May 11, 2022
By Justin Burrows, Staff Writer
The Laney College Theater Arts Program production of “Disbelief: A Cassandra Tale” by local playwright Garrett Jon Groenveld premiered on April 13 and had a three day run, ending on the 15th. The production, while short lived, meant a lot for the actors involved and the Theater department as a whole, as it was the first in person performance since lockdown due to the COVID-19 pandemic. “Disbelief” which was produced by Theater Arts department chair Michael Torres, is the modern adaptation of ancient mythology, in which the god Apollo curses a mortal woman, Cassandra, with the ability to foresee the future after she refuses him – but no one belives her predictions.
The Citizen published a preview of the performance, featuring Torres and his expectations for the play.
According to Torres, the play was well received and there was a substantial number of people who showed up for the performance despite COVID-19.
“I think our turnout was excellent, all things considered… I think about 200 folk saw the show,” Torres said.
The majority of the actors in the play had very little experience working in theater, especially in person. The lead actress, Abigail Arias, was born in Oakland. She moved around the Bay Area until she graduated from Los Banos high school, when she returned to Oakland. Arias decided to continue her education at Laney College because of the wide variety of classes, including art classes.
Arias said that her inspiration for exploring theater arts classes is her artistic drive that started with her love of drawing. She enjoys creating characters and bringing them to life through her art.
“I would imagine these characters in the scenarios, and it’s a little silly, but I guess I would act out how these characters would act,” Arias said, adding that she would often model her own characters off of people in shows and movies and build their characters through media adaptations.
As her journey into the future continues, Arias said she isn’t sure how big a part acting will play in her life, however, she is very close to receiving an associate’s degree in theater arts and a bachelors if she continues to San Francisco State University.
Arias’s prior experience in theater was the online adaptation of Macbeth, the first ever production she participated in at Laney. She noted it was difficult to adjust to acting for the first time, especially over a screen, because you don’t get the same kind of feedback you do in person. She remembers the process behind the production and how it was different from her first online performance.

=== EXTRACTED DATA ===
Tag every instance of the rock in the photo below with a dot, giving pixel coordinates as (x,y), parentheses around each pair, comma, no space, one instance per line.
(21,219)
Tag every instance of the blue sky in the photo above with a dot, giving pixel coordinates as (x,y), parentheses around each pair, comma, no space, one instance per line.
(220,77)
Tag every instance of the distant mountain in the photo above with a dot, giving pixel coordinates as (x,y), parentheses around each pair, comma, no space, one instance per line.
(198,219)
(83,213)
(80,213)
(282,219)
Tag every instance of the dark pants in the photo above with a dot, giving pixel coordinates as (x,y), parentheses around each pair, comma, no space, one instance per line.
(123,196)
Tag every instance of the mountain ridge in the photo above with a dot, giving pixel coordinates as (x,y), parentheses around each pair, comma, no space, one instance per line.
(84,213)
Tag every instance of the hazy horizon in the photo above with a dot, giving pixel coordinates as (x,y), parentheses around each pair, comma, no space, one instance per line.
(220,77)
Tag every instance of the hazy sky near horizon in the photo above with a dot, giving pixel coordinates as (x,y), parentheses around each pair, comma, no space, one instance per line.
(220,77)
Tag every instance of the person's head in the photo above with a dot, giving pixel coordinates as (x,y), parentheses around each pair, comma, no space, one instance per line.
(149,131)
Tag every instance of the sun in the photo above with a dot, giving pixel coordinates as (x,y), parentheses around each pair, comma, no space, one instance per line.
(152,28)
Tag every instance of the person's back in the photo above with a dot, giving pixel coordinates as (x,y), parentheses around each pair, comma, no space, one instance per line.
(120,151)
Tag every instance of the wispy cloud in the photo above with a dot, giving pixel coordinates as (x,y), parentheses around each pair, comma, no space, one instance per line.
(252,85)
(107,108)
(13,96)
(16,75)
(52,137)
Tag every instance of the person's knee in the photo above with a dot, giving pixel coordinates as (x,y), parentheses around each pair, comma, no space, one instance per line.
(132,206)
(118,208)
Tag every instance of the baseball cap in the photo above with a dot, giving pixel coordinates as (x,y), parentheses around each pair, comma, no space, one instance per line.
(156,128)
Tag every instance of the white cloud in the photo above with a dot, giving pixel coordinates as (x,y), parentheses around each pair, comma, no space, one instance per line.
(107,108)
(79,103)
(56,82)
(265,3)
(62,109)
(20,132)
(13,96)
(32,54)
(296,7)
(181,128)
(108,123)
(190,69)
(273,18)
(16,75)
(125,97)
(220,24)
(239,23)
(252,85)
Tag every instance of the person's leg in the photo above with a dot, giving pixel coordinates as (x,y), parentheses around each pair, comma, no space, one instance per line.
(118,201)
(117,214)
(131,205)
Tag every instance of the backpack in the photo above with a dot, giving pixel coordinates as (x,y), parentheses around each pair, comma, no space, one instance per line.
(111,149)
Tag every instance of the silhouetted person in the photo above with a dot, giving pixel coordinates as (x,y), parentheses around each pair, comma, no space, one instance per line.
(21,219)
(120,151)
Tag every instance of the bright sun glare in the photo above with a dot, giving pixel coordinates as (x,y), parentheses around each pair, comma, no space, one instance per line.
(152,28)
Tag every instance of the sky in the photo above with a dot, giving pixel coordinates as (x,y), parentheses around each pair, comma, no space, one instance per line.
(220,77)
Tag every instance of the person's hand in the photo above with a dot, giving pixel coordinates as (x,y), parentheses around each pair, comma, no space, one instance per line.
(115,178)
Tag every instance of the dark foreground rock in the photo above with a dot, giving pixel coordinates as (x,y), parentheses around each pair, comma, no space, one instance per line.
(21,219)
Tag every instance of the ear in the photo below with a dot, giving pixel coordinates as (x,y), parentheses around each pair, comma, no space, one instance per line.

=== WORK ORDER ===
Rewrite the stretch from "Arias said that" through "through media adaptations." in the article on the Laney College play, renaming "drawing" as "sketching". None of the material is needed here.

=== WRITTEN REPLY ===
Arias said that her inspiration for exploring theater arts classes is her artistic drive that started with her love of sketching. She enjoys creating characters and bringing them to life through her art.
“I would imagine these characters in the scenarios, and it’s a little silly, but I guess I would act out how these characters would act,” Arias said, adding that she would often model her own characters off of people in shows and movies and build their characters through media adaptations.